=== Tasks to perform ===
[1] Answer these questions using the passage on immunotherapy before cancer surgery.
(a) According to Blank, what can be determined from tumor material obtained during surgery?
(b) How many patients took part in the OpACIN study?
(c) Which two drugs were combined in the OpACIN study?
[2] Continue the passage on immunotherapy before cancer surgery from the point where it stops.

=== Passage provided ===
_ _ _

Oncologist and researcher Christian Blank and immunologist Ton Schumacher of the Netherlands Cancer Institute focus on a new approach: immunotherapy prior to surgery instead of after, as is currently the case. Such a neoadjuvant treatment could potentially have many advantages. "You can determine whether a patient responds to a certain drug, because you can see in the tumor material that is obtained during surgery whether the cancer cells are still alive or not", says Blank. "Also, the immune response induced by the immunotherapy is expected to be broader and therefore better. If the tumor is still present in the body, the immune system can learn to recognize the entire tumor with all its variations and thereby build up a more extensive immunological memory. Finally, the tumor may also be smaller and easier to remove after immunotherapy."
On 8 October 2018, the research teams of Christian Blank and Ton Schumacher of the Netherlands Cancer Institute published the OpACIN study ( phase 1) among 20 high-risk stage III melanoma patients with palpable lymph node metastases in Nature Medicine. Patients at this stage of the disease face a poor prognosis: more than half of them die within 5 years after removal of all lymph node metastases because they often already have small invisible metastases elsewhere in the body. The OpACIN study shows that it is feasible to treat melanoma patients with immunotherapy before surgery, in this case a combination of two drugs called ipilimumab and nivolumab.

_ _ _

[Stored data]
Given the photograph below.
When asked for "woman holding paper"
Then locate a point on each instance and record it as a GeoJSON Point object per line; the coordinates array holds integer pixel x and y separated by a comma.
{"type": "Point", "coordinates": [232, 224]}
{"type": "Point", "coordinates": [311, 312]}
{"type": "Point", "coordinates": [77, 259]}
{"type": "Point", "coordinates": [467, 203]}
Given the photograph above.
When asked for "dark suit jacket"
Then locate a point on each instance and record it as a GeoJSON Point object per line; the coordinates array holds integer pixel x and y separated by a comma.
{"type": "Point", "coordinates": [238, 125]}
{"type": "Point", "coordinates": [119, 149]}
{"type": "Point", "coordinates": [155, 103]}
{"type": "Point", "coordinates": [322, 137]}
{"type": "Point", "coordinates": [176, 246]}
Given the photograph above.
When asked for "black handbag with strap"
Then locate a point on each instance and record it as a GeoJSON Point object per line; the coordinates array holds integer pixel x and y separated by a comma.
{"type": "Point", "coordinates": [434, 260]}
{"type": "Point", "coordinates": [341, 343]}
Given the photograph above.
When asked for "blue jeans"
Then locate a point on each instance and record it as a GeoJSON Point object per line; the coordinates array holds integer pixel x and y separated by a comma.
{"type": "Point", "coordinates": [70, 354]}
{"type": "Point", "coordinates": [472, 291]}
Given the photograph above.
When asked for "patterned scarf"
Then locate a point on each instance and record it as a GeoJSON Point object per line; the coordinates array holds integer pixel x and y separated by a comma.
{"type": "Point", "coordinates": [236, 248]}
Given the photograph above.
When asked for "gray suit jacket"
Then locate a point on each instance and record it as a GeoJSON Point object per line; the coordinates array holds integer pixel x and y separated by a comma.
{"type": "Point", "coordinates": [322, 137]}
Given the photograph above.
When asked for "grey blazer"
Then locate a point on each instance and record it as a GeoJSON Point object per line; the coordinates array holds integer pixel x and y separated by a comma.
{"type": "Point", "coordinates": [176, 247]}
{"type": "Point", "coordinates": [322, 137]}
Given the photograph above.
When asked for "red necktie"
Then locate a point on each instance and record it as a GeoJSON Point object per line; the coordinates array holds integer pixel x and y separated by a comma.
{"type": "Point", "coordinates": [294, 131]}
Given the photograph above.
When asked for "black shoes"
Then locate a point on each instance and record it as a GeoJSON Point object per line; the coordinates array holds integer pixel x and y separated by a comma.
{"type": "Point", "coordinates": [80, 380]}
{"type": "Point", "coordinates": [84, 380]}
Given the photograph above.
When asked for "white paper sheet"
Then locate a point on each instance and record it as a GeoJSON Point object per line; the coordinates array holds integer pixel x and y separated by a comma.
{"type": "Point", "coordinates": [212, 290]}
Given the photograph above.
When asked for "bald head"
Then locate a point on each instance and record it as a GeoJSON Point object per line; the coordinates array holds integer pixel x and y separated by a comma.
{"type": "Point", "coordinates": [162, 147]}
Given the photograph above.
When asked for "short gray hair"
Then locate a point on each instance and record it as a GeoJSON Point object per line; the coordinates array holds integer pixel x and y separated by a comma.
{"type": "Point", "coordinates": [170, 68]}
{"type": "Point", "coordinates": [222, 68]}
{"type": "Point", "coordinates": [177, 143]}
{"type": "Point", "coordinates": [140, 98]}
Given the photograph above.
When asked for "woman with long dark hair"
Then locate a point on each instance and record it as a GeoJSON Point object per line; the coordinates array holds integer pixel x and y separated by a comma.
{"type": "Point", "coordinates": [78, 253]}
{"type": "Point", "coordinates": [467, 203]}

_ _ _

=== Results ===
[1]
(a) Whether the cancer cells are still alive or not.
(b) 20 high-risk stage III melanoma patients with palpable lymph node metastases.
(c) Ipilimumab and nivolumab.

[2]
One of the reasons why melanoma patients had thus far only received immunotherapy after surgery was the fear of not being able to perform the planned surgery, because of side effects or worsening of the disease. However, all patients in the OpACIN study who had first been treated with immunotherapy could undergo the planned surgery. The researchers also showed that immunotherapy before surgery induced a more profound immune response. Moreover, after 2 years of follow-up, none of the patients who dad eben responding to the neo-adjuvant therapy experienced recurrence of the disease. However, the side effects of the combination therapy were such that only 2 patients could complete the immunotherapy.
For this reason, the team at The Netherlands Cancer Institute together with colleagues in Sydney (Georgina Long) and Stockholm (Johan Hansson) designed a subsequent study that aimed to preserve the anti-cancer effects of the neoadjuvant immunotherapy, while reducing its side effects. Today Christian Blank presents the results of this OpACIN-neo study ( phase 2) which included 86 melanoma patients with palpable lymph node metastases, at the European ESMO conference in Munich.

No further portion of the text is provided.